What is being asked>
Convert all of the material below into a two-column CSV with the headers input and output. Give one row per answer, with the text it answers in input and the answer in output. Wrap each field in double quotes, replace line breaks with spaces, and leave the pictures out.

Stored records:
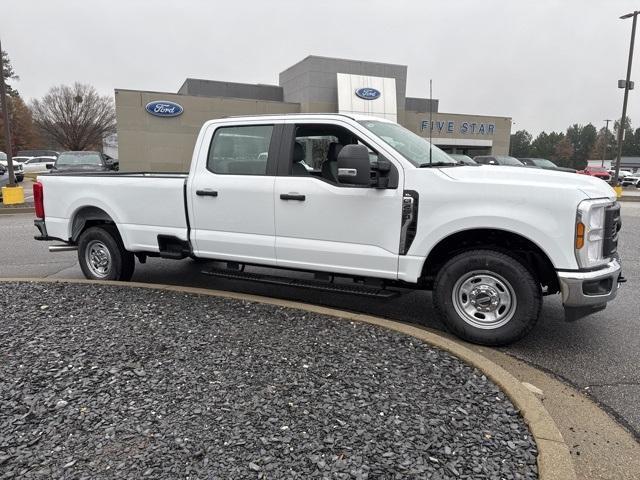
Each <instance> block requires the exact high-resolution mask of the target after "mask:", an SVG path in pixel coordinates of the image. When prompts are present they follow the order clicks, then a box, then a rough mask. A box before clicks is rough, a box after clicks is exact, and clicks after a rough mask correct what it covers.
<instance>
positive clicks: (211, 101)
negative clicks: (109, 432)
mask: <svg viewBox="0 0 640 480" xmlns="http://www.w3.org/2000/svg"><path fill="white" fill-rule="evenodd" d="M279 83H280V84H279V85H263V84H246V83H234V82H223V81H216V80H200V79H192V78H188V79H186V80H185V82H184V83H183V84H182V86H181V87H180V89H179V90H178V92H177V93H169V92H148V91H140V90H124V89H116V91H115V97H116V115H117V122H118V123H117V128H118V144H119V145H118V150H119V154H118V157H119V160H120V166H121V168H122V169H123V170H127V171H139V170H152V171H186V170H188V168H189V164H190V162H191V155H192V149H193V145H194V143H195V139H196V136H197V134H198V131H199V130H200V127H201V126H202V124H203V123H204V122H206V121H207V120H210V119H213V118H221V117H228V116H233V115H256V114H283V113H346V114H348V113H360V114H363V113H364V114H369V115H372V116H378V117H383V118H387V119H390V120H394V121H397V122H398V123H400V124H401V125H403V126H405V127H406V128H408V129H409V130H411V131H413V132H415V133H417V134H418V135H421V136H423V137H425V138H429V134H430V132H429V130H430V128H431V138H432V141H433V143H434V144H435V145H437V146H439V147H440V148H442V149H444V150H445V151H448V152H455V153H466V154H468V155H470V156H474V155H480V154H489V153H493V154H503V155H506V154H507V153H508V150H509V137H510V133H511V118H509V117H491V116H485V115H470V114H459V113H443V112H440V111H439V110H438V103H439V102H438V100H429V99H426V98H415V97H407V96H406V86H407V67H406V66H405V65H393V64H387V63H376V62H364V61H357V60H343V59H338V58H327V57H318V56H309V57H307V58H305V59H304V60H302V61H300V62H298V63H296V64H295V65H293V66H291V67H289V68H287V69H286V70H284V71H283V72H281V73H280V79H279ZM430 117H431V119H430ZM430 120H431V121H430Z"/></svg>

Exercise answer>
input,output
"Each <instance> block requires the exact high-resolution mask of the target after ""mask:"", an SVG path in pixel coordinates of the image. When prompts are present they follow the order clicks, then a box, then a rough mask. A box before clicks is rough, a box after clicks is exact, and clicks after a rough mask correct what it covers. <instance> positive clicks: (211, 101) negative clicks: (109, 432)","mask: <svg viewBox=""0 0 640 480"" xmlns=""http://www.w3.org/2000/svg""><path fill=""white"" fill-rule=""evenodd"" d=""M279 83H280V84H279V85H263V84H246V83H234V82H223V81H216V80H200V79H192V78H188V79H186V80H185V82H184V83H183V84H182V86H181V87H180V89H179V90H178V92H177V93H169V92H148V91H140V90H124V89H116V91H115V97H116V115H117V122H118V123H117V128H118V144H119V145H118V150H119V154H118V157H119V160H120V166H121V168H122V169H123V170H127V171H139V170H152V171H186V170H188V168H189V164H190V162H191V155H192V149H193V145H194V143H195V139H196V136H197V134H198V131H199V130H200V127H201V126H202V124H203V123H204V122H206V121H207V120H210V119H213V118H221V117H228V116H233V115H256V114H283V113H346V114H348V113H360V114H363V113H364V114H369V115H372V116H378V117H383V118H387V119H390V120H394V121H397V122H398V123H400V124H401V125H403V126H405V127H406V128H408V129H409V130H411V131H413V132H415V133H417V134H418V135H421V136H423V137H425V138H429V134H430V132H429V130H430V128H431V138H432V141H433V143H434V144H435V145H437V146H439V147H440V148H442V149H444V150H445V151H448V152H455V153H466V154H468V155H470V156H474V155H480V154H489V153H493V154H503V155H506V154H507V153H508V150H509V137H510V133H511V118H509V117H491V116H485V115H470V114H459V113H443V112H440V111H439V110H438V103H439V102H438V100H429V99H426V98H415V97H407V96H406V86H407V67H406V66H405V65H393V64H387V63H376V62H364V61H357V60H343V59H338V58H327V57H318V56H309V57H307V58H305V59H304V60H302V61H300V62H298V63H296V64H295V65H293V66H291V67H289V68H287V69H286V70H284V71H283V72H281V73H280V79H279ZM430 117H431V119H430ZM430 120H431V121H430Z""/></svg>"